═══ Provided entries

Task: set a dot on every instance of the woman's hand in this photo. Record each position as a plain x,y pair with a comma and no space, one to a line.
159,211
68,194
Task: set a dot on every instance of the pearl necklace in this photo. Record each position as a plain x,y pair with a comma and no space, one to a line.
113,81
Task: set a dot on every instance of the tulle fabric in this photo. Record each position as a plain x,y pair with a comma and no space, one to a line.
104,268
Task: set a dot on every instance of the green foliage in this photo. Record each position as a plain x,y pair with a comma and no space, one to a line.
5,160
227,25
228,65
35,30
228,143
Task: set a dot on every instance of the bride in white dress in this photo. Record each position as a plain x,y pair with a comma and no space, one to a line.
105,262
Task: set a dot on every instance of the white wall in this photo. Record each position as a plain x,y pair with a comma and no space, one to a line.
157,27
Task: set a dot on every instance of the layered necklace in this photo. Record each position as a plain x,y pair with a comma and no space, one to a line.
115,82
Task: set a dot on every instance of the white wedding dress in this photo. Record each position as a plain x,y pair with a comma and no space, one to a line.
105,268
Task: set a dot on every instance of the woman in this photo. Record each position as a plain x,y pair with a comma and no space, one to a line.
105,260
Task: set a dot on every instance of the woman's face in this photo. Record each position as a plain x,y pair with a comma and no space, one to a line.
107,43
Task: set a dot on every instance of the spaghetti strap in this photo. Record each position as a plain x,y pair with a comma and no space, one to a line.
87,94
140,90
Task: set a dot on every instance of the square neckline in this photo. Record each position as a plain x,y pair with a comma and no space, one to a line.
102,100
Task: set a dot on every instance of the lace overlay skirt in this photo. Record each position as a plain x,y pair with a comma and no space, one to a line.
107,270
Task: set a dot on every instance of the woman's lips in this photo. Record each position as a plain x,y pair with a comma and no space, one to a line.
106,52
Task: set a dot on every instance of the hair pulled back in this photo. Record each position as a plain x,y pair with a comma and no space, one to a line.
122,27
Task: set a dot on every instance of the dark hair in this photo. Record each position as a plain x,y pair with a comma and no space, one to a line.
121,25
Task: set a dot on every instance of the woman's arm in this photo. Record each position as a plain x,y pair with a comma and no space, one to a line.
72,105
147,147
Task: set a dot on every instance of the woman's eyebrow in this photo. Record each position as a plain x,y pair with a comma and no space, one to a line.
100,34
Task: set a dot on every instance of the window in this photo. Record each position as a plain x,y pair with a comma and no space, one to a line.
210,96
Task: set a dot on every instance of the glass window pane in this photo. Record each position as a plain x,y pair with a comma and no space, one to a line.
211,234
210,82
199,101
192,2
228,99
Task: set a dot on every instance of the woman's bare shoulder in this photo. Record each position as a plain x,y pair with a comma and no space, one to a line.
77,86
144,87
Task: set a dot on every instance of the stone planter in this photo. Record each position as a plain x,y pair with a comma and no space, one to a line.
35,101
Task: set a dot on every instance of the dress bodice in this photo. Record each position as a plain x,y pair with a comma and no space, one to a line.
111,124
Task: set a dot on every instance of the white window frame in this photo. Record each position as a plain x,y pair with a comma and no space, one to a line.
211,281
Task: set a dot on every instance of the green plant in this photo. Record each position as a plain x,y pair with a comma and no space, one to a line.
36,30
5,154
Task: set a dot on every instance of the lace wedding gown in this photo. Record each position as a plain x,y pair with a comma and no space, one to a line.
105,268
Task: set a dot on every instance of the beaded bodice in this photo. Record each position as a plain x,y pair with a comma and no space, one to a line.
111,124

══════

> Work required
Present the lines from the one containing "Task: set a dot on every instance of the dress" through the last line of the items as a Markdown table with the columns Row and Line, leaving out any blank lines.

> The solution
| Row | Line |
|---|---|
| 1 | Task: set a dot on every instance of the dress bodice in this photo. Record each position as a plain x,y pair with a comma and no space, one to a line. |
| 2 | 111,124 |
| 3 | Task: set a dot on every instance of the white window frame in this photo. Record each position as a plain x,y pair with a comma and no space, one to a line. |
| 4 | 211,281 |
| 5 | Task: set a dot on every instance of the green plant in this photo. Record each position as a plain x,y pair with a comma and no space, one to a line. |
| 6 | 36,30 |
| 7 | 5,154 |
| 8 | Task: set a dot on every instance of the lace wedding gown in this photo. Record each position as a plain x,y pair with a comma and no space, one to a line. |
| 9 | 105,268 |
| 10 | Task: set a dot on every instance of the beaded bodice in this photo. Record each position as a plain x,y pair with a comma and no space, one to a line. |
| 11 | 111,124 |